►

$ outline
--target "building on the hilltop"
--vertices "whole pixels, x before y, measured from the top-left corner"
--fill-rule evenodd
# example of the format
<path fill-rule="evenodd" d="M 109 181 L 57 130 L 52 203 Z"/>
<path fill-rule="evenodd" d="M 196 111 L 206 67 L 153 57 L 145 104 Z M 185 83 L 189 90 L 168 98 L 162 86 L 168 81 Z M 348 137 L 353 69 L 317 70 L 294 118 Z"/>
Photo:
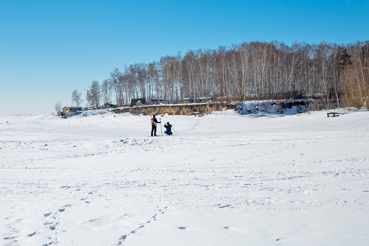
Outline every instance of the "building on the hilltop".
<path fill-rule="evenodd" d="M 134 98 L 131 99 L 131 107 L 134 106 L 140 106 L 146 104 L 145 98 Z"/>
<path fill-rule="evenodd" d="M 182 103 L 193 103 L 194 100 L 193 98 L 189 97 L 188 98 L 184 98 L 181 100 Z"/>
<path fill-rule="evenodd" d="M 155 97 L 153 97 L 150 100 L 150 104 L 151 105 L 154 104 L 172 104 L 173 101 L 168 101 L 165 99 L 163 99 L 161 97 L 159 97 L 157 96 Z"/>
<path fill-rule="evenodd" d="M 117 105 L 115 104 L 113 104 L 111 103 L 111 102 L 110 103 L 106 103 L 104 104 L 104 108 L 114 108 L 117 107 Z"/>
<path fill-rule="evenodd" d="M 210 97 L 202 97 L 196 98 L 195 100 L 199 103 L 204 103 L 209 101 L 211 101 L 212 98 Z"/>
<path fill-rule="evenodd" d="M 76 115 L 83 112 L 82 107 L 80 106 L 65 107 L 63 108 L 62 116 L 63 117 L 68 117 L 72 115 Z"/>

◄

Objective: Could you rewrite the data above with "building on the hilltop" switched to "structure on the hill" and every other line left as it is? Keep the pictures out of your answer.

Solution to the problem:
$ outline
--target "structure on the hill"
--vertices "whole pixels, x before y, measured from the top-left corner"
--fill-rule evenodd
# example of the format
<path fill-rule="evenodd" d="M 109 181 L 57 130 L 52 203 Z"/>
<path fill-rule="evenodd" d="M 196 111 L 206 67 L 153 57 L 145 104 Z M 185 83 L 189 90 L 168 98 L 162 86 L 168 81 Z M 348 137 L 353 69 L 317 70 L 294 118 Z"/>
Photo:
Outline every instance of the "structure on the hill".
<path fill-rule="evenodd" d="M 134 98 L 131 99 L 131 107 L 134 106 L 140 106 L 146 104 L 145 98 Z"/>
<path fill-rule="evenodd" d="M 182 103 L 193 103 L 194 100 L 193 98 L 189 97 L 188 98 L 184 98 L 181 100 Z"/>
<path fill-rule="evenodd" d="M 155 97 L 153 97 L 150 100 L 150 104 L 151 105 L 154 104 L 172 104 L 173 101 L 168 101 L 165 99 L 163 99 L 161 97 L 159 97 L 157 96 Z"/>
<path fill-rule="evenodd" d="M 117 105 L 115 104 L 113 104 L 111 103 L 111 102 L 110 103 L 106 103 L 104 104 L 104 108 L 114 108 L 117 107 Z"/>
<path fill-rule="evenodd" d="M 210 97 L 202 97 L 196 98 L 195 100 L 199 103 L 204 103 L 209 101 L 211 101 L 212 98 Z"/>
<path fill-rule="evenodd" d="M 76 115 L 83 112 L 82 107 L 80 106 L 65 107 L 63 108 L 62 116 L 63 117 L 68 117 L 72 115 Z"/>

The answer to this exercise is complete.